#### Problem to solve:
Count the lines in the material below that contain the string "hair", and give only the number.

#### Data for processing:

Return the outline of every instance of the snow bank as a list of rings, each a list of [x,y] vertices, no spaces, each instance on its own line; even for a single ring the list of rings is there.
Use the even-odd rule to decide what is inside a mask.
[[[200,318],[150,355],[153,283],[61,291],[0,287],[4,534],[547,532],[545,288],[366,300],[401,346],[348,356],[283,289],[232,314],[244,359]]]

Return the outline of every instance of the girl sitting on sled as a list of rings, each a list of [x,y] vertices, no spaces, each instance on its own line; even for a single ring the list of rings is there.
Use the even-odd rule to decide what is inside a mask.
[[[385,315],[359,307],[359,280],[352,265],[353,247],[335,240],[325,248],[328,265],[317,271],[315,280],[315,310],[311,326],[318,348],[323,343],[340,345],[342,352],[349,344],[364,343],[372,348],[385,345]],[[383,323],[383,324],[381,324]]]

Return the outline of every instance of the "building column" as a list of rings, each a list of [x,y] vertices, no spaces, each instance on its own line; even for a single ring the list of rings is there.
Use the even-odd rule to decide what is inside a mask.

---

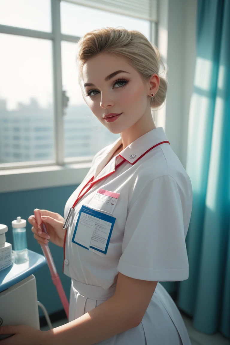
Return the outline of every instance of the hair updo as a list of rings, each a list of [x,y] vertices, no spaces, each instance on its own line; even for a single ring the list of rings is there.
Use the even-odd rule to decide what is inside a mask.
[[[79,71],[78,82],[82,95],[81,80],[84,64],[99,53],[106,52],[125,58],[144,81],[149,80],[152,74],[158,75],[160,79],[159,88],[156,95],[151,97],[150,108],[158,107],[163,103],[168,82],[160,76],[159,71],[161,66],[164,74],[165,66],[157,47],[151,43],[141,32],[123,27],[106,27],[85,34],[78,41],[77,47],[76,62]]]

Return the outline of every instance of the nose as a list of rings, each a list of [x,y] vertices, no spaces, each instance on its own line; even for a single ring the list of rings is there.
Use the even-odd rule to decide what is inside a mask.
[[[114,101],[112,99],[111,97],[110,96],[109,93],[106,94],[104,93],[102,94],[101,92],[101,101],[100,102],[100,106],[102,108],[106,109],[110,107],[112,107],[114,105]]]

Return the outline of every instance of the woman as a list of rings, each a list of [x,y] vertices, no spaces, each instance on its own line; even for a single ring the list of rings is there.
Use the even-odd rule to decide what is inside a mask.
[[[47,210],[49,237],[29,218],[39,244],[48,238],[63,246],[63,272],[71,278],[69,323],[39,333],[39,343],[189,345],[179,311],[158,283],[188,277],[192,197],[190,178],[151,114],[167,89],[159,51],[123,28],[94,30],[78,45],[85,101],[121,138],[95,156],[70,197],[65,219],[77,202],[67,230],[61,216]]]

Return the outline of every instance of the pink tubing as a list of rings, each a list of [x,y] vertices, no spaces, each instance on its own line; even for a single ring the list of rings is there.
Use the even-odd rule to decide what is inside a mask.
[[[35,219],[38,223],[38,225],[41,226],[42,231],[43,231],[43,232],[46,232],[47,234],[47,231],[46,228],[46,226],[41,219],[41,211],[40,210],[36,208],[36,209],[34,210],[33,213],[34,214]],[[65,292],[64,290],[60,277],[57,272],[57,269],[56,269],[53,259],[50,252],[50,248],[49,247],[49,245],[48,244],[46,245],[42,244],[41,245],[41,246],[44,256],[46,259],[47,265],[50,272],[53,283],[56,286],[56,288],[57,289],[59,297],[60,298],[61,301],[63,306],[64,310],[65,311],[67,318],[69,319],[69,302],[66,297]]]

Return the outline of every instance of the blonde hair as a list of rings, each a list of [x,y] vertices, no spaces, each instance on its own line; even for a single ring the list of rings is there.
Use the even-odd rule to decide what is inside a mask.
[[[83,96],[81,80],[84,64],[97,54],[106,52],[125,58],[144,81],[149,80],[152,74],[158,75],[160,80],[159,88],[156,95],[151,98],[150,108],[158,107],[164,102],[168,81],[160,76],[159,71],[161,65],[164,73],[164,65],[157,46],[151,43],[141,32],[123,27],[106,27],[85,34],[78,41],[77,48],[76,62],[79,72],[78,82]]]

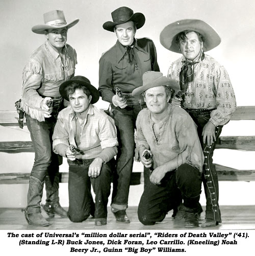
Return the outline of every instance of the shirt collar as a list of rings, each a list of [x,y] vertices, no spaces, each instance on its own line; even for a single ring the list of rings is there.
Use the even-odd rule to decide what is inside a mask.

#### Written reply:
2